> **DOCUMENT SECTION**:
::::::::

The consensus of the retreat that there is a general lack of concern for the health and social consequences of people who use drugs in the Americas and especially those particularly vulnerable persons using coca based stimulants in an environment of racism, repression and a hyper-criminality encouraged by the perpetuation of the War on Drugs in the Americas.
HIV rates among people who smoke crack cocaine are often 3 to 5 times the national prevalence rates, yet, despite the evidence showing that certain populations of coca based stimulant smokers have elevated rates of HIV, the UN Family continues to ignore the needs of this population.
Where is the Technical Guidance promised by UNODC when experts and community met in San Paulo in 2011. Why aren’t our brothers and sisters of the International Network of People Who Use Drugs championing the HIV prevention needs of people who use crack cocaine, the large majority of them smokers? UN Women: Where are your programmes for women who smoke crack?
LANPUD and CARIPUD join together to call for the UNODC to acknowledge the HIV and other health risks for people who use coca based stimulants and to engage with PAHO and the community of people who use drugs and are affected by HIV to adopt the CDARI Technical Guide to HIV Prevention, Treatment and Care for Stimulant Users to address the issues of HIV among people who use coca based stimulants in Latin America and the Caribbean.

::::::::

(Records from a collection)
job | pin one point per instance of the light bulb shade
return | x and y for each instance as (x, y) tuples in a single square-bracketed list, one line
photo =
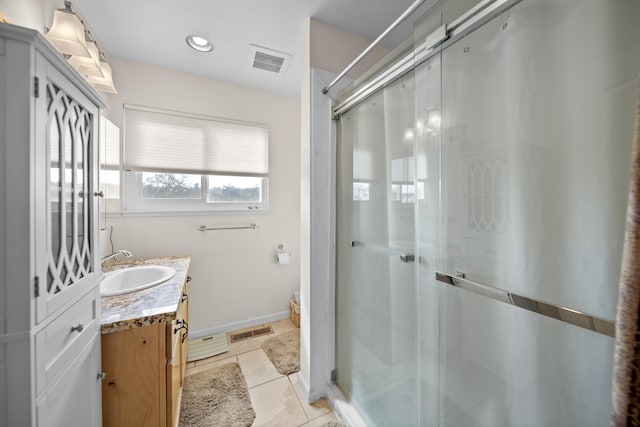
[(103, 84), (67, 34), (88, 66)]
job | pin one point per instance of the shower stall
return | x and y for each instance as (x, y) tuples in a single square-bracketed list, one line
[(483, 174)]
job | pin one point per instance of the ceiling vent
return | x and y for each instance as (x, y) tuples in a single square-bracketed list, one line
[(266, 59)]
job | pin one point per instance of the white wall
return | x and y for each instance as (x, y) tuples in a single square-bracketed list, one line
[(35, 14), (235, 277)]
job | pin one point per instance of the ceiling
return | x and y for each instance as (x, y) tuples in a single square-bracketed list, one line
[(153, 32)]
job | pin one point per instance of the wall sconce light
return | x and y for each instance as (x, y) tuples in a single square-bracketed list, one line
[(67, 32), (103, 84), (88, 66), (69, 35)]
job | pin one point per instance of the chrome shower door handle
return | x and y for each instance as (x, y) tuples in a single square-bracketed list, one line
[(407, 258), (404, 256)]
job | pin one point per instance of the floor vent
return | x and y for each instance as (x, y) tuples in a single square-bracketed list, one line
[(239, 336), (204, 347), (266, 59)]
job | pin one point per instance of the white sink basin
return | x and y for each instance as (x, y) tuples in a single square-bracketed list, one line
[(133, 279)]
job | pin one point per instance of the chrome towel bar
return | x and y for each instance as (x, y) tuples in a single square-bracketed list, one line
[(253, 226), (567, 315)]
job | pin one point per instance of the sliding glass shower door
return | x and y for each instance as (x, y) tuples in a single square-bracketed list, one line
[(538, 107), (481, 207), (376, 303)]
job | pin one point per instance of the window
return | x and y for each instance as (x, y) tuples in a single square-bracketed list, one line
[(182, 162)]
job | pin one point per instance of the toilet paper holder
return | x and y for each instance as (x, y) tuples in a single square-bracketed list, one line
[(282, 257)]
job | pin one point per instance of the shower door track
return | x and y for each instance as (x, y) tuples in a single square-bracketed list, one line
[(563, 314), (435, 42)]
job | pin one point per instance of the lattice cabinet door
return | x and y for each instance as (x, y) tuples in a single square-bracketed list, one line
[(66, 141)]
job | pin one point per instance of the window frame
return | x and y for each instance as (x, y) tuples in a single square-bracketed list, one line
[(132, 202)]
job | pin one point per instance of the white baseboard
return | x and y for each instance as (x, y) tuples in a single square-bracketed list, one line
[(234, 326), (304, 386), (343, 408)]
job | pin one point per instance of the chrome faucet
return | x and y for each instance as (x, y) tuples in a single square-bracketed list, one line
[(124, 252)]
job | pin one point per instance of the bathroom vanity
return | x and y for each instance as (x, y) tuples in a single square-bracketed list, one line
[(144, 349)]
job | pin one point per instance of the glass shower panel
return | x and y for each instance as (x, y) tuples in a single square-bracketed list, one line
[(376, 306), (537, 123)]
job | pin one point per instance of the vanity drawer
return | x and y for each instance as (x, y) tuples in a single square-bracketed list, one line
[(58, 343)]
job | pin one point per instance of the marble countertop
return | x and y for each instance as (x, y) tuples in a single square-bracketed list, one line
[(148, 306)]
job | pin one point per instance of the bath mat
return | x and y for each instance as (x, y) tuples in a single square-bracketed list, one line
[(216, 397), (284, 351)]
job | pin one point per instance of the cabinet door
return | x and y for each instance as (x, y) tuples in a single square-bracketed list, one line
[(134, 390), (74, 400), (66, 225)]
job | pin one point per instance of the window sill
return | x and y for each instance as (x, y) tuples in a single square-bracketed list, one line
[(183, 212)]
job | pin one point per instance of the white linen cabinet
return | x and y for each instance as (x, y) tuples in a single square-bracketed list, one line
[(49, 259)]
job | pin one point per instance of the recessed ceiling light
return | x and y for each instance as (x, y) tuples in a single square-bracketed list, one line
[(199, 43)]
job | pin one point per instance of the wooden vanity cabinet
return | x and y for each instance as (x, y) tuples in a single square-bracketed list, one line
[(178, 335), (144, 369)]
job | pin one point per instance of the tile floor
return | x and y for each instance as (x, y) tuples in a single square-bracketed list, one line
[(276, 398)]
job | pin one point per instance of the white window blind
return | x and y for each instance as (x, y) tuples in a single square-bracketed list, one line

::::::::

> **PROBLEMS TO WORK ON**:
**a.** According to the statement, how do HIV rates among people who smoke crack cocaine compare with national prevalence rates?
**b.** Copy the statement word for word from "LANPUD and CARIPUD" to "and the Caribbean.".
The listing is separate material, unconnected to the statement.

> **RESPONSES IN ORDER**:
**a.** They are often 3 to 5 times the national prevalence rates.

**b.**
LANPUD and CARIPUD join together to call for the UNODC to acknowledge the HIV and other health risks for people who use coca based stimulants and to engage with PAHO and the community of people who use drugs and are affected by HIV to adopt the CDARI Technical Guide to HIV Prevention, Treatment and Care for Stimulant Users to address the issues of HIV among people who use coca based stimulants in Latin America and the Caribbean.